# Provided text
┌──
- Conference: Southern Conference
- Record: 5–4–1 (3–2 SoCon)
- Head coach: Jack Freeman (2nd season);
- Captains: Tommy Martin; Steve Milkovich;
- Home stadium: Cary Field

= 1953 William & Mary Indians football team =

American college football season

The 1953 William & Mary Indians football team represented the College of William & Mary as a member of the Southern Conference (SoCon) during the 1953 college football season. The team is considered, within the school's community, to be one of the most remarkable stories in its athletics history. Due to an academic cheating scandal (unrelated to the 1951 scandal), eight of the team's starting members were dismissed from school and another portion of the remaining 33 players transferred out. Among the 24 remaining players, five were returning Korean War veterans and one other had never played a minute of football in his life. Many of them were undersized (the quarterback stood 5′8″ and weighed 160 pounds) and the coaching staff was few in numbers: five total, including Boydson Baird, William & Mary's head basketball coach.
└──
# Exercise 1
According to the football team text, how many of the team's starting members were dismissed from school over the cheating scandal?

# Provided records
┌──
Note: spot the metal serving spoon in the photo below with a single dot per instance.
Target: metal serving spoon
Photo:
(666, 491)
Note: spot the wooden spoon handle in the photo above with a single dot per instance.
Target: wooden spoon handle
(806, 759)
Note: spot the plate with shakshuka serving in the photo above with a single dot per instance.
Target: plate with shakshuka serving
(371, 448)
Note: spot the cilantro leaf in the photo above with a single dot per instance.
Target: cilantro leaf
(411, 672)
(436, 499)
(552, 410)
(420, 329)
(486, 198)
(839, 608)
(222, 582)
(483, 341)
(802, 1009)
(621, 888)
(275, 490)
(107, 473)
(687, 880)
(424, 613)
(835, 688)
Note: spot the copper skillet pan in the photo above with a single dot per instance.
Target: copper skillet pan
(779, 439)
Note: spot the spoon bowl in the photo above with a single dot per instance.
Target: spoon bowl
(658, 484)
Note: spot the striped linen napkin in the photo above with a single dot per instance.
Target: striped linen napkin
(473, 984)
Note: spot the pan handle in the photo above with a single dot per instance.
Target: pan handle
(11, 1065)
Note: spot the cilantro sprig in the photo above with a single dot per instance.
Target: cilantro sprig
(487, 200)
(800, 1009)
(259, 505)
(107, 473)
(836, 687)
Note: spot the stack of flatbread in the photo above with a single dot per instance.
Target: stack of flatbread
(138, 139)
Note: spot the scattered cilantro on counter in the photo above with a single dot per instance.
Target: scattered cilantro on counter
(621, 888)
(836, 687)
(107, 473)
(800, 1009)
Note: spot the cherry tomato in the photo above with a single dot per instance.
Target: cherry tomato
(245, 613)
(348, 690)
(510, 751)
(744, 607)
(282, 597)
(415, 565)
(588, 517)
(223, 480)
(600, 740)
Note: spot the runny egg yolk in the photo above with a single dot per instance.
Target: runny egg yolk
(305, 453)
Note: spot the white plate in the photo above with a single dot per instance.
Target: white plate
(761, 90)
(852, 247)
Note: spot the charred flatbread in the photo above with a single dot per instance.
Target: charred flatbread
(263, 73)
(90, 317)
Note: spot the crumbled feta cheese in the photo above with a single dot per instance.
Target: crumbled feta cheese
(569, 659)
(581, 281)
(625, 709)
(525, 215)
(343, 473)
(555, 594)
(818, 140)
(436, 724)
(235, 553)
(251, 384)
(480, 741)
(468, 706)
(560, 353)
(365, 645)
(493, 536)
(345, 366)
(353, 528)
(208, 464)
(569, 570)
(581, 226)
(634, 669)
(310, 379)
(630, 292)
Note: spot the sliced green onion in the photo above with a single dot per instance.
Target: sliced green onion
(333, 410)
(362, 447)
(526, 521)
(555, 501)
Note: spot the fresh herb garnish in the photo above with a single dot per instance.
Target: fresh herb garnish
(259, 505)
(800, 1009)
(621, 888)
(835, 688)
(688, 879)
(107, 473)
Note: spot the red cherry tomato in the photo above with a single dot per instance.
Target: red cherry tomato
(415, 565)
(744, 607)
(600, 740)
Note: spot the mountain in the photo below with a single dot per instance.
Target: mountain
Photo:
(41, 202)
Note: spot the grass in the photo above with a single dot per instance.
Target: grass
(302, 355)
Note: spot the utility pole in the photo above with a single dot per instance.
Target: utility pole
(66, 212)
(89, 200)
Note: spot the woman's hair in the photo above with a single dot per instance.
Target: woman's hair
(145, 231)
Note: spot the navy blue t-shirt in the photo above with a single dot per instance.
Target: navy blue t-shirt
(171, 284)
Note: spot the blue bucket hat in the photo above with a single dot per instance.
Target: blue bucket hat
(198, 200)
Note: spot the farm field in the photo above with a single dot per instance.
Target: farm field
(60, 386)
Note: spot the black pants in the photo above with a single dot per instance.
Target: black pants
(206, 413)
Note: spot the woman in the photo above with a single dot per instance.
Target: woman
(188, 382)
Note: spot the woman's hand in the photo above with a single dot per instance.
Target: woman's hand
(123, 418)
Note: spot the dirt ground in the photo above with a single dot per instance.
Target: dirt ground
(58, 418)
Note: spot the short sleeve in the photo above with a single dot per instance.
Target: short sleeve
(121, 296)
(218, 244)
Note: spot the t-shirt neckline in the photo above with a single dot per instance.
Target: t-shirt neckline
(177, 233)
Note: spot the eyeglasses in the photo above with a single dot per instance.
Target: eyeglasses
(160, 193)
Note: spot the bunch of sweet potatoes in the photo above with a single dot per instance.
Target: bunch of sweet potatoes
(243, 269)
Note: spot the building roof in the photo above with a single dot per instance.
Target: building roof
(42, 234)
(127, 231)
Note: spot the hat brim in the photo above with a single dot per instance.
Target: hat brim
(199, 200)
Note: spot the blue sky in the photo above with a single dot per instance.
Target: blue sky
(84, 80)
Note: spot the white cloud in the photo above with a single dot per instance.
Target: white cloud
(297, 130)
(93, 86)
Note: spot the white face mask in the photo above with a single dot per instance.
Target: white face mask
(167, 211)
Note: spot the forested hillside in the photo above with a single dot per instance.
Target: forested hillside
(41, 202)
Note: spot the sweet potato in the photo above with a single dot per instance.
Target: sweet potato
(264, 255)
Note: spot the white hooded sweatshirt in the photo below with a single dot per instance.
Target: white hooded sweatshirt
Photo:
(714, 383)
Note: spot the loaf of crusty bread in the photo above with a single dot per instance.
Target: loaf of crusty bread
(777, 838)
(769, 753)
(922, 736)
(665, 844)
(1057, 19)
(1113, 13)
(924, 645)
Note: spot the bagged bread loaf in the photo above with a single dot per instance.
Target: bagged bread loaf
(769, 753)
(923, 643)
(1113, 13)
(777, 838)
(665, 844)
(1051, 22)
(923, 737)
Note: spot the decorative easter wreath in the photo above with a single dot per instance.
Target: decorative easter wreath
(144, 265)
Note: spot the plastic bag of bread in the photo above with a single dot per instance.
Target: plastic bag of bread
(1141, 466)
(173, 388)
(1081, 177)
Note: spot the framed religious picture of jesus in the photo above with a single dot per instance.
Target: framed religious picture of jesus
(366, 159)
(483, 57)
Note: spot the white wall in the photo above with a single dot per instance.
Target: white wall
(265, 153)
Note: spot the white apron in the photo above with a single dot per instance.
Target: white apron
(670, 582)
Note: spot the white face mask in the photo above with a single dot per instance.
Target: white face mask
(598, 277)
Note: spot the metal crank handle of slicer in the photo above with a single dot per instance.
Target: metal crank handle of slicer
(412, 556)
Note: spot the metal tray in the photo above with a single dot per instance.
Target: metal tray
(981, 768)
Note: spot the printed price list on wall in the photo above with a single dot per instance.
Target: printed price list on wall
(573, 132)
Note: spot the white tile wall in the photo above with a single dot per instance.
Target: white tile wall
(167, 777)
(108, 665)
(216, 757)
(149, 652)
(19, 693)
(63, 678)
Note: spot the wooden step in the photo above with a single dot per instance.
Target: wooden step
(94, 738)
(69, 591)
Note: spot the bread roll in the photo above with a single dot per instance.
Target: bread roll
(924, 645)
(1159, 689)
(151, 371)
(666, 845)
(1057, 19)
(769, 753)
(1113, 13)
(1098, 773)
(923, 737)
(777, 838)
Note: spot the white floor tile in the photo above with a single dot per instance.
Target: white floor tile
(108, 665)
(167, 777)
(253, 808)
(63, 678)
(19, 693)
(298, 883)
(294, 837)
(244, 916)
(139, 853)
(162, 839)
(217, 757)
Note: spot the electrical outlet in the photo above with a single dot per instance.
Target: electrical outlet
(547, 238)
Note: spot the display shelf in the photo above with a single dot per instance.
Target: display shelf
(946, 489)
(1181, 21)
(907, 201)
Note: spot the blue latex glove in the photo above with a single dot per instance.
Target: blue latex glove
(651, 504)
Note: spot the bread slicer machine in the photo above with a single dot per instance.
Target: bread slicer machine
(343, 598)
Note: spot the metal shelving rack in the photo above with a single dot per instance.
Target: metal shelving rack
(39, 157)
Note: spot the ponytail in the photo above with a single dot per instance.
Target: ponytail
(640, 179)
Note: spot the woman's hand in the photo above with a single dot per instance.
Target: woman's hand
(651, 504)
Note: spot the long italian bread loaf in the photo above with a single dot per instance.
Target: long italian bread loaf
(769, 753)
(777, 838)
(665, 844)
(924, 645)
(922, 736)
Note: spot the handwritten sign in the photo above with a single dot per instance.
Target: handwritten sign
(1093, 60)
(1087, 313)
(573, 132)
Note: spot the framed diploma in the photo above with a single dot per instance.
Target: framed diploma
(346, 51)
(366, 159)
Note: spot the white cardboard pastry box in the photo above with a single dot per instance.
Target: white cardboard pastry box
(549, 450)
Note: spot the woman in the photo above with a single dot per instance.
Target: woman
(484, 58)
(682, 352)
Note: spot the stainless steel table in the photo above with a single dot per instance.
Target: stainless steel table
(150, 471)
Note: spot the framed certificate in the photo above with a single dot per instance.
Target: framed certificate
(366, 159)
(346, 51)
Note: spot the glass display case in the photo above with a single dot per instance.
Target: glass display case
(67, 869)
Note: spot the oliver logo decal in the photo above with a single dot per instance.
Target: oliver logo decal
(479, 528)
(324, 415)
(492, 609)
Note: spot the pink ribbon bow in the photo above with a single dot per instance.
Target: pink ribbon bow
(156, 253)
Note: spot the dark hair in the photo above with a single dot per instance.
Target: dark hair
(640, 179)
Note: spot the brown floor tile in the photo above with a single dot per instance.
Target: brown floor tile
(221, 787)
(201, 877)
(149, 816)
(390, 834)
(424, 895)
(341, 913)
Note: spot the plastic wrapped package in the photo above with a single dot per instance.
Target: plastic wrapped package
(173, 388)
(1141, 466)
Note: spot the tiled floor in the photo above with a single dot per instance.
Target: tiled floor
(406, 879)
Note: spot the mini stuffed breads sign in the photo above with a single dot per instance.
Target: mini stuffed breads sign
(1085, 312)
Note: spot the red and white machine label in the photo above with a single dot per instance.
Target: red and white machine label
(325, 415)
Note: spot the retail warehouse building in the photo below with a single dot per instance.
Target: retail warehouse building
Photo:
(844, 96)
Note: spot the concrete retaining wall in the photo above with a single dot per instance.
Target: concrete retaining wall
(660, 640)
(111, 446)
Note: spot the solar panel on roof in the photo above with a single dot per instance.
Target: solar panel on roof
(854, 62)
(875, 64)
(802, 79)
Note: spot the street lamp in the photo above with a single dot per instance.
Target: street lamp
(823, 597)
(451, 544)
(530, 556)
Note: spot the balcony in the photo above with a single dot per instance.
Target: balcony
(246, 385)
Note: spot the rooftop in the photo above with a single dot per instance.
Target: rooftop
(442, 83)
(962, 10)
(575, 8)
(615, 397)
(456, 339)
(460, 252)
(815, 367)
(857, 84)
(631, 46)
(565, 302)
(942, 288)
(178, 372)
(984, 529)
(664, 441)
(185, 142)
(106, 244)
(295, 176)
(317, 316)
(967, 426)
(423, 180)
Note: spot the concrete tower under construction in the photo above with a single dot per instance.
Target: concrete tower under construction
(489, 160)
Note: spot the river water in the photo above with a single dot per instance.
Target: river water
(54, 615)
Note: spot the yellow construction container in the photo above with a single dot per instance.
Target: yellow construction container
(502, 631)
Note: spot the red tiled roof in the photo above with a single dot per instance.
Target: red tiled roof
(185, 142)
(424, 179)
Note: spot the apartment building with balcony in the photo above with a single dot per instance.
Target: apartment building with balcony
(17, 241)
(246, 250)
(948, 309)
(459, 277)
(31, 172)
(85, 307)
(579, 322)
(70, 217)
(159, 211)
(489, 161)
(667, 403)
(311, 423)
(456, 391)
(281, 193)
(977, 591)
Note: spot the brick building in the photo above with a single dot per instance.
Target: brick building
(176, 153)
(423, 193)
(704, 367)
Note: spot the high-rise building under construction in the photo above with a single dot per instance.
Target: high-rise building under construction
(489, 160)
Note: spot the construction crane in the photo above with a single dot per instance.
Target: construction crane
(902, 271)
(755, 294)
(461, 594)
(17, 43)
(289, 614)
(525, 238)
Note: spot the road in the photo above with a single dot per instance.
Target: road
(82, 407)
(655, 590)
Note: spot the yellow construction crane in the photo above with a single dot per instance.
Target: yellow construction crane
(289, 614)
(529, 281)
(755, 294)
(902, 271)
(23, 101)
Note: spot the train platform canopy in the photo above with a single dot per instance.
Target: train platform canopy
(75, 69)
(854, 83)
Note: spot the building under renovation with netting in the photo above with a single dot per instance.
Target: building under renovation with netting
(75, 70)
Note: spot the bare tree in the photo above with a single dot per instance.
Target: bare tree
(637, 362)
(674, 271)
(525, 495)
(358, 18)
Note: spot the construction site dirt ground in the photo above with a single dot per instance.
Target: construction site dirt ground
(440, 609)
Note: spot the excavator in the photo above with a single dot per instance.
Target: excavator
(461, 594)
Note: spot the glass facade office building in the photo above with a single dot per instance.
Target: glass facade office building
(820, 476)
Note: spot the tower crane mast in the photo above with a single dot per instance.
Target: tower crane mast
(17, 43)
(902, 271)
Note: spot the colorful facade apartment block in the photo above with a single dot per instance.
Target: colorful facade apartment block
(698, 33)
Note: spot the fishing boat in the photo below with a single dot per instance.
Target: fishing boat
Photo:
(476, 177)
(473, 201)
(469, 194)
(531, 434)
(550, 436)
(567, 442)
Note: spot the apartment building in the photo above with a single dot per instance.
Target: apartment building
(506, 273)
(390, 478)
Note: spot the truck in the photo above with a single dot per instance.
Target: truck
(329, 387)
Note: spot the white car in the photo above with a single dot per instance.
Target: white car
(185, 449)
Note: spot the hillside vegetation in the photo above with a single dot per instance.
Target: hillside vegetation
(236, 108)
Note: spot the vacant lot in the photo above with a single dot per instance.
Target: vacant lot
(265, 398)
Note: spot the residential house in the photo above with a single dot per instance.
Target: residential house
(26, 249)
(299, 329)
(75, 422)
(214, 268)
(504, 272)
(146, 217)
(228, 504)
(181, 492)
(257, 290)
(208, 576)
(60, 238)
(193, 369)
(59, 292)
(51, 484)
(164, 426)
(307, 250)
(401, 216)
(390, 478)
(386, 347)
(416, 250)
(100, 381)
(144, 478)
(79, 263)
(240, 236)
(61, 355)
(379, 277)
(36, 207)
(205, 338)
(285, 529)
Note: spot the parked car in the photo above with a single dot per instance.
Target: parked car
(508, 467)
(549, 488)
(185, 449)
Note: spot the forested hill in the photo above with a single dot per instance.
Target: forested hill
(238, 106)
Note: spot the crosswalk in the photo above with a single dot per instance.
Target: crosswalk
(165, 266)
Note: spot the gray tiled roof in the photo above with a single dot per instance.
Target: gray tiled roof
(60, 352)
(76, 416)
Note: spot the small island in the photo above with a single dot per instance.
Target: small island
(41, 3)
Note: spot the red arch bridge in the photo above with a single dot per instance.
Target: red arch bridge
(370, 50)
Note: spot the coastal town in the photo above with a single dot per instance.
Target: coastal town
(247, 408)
└──
# Exercise 2
Report every line of the listing that contains the word "bowl", copying each line in full.

# Response 1
Eight

# Response 2
Note: spot the spoon bowl in the photo above with a single dot per instance.
Target: spoon bowl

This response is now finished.